Start of Information supplied
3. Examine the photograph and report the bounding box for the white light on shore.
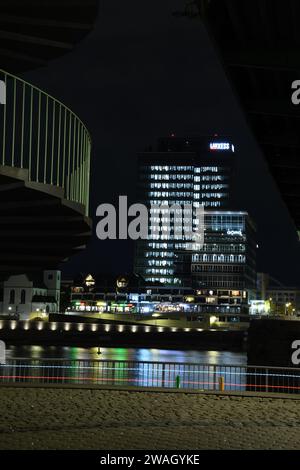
[91,324,97,332]
[10,321,17,330]
[78,324,84,332]
[105,325,111,332]
[64,323,70,331]
[118,325,124,333]
[50,323,57,331]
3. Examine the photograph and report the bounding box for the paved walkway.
[0,387,299,449]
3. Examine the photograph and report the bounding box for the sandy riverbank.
[0,386,299,450]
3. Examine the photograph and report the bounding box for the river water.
[6,345,247,365]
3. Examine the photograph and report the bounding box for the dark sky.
[23,0,300,286]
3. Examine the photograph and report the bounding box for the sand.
[0,386,299,450]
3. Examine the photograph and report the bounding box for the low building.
End of Information supplied
*What to produce:*
Print each line, starting with the one that contains "the paved walkway." and ending with the last line of the data, exactly as it stands and with no other lines.

*Result of this exercise:*
3. Examine the photograph and report the bounding box for the paved walkway.
[0,387,299,449]
3. Examine the photograph and report the bounding box for the sandy riverbank.
[0,386,299,450]
3. Examine the photograph and report the bounding box for the river water.
[6,345,247,365]
3. Examine the photograph and report the bounding box for the dark sky.
[23,0,300,286]
3. Examine the photograph and report the bounding box for the sand.
[0,386,299,450]
3. Examine the photograph and report the bounding box for the low building.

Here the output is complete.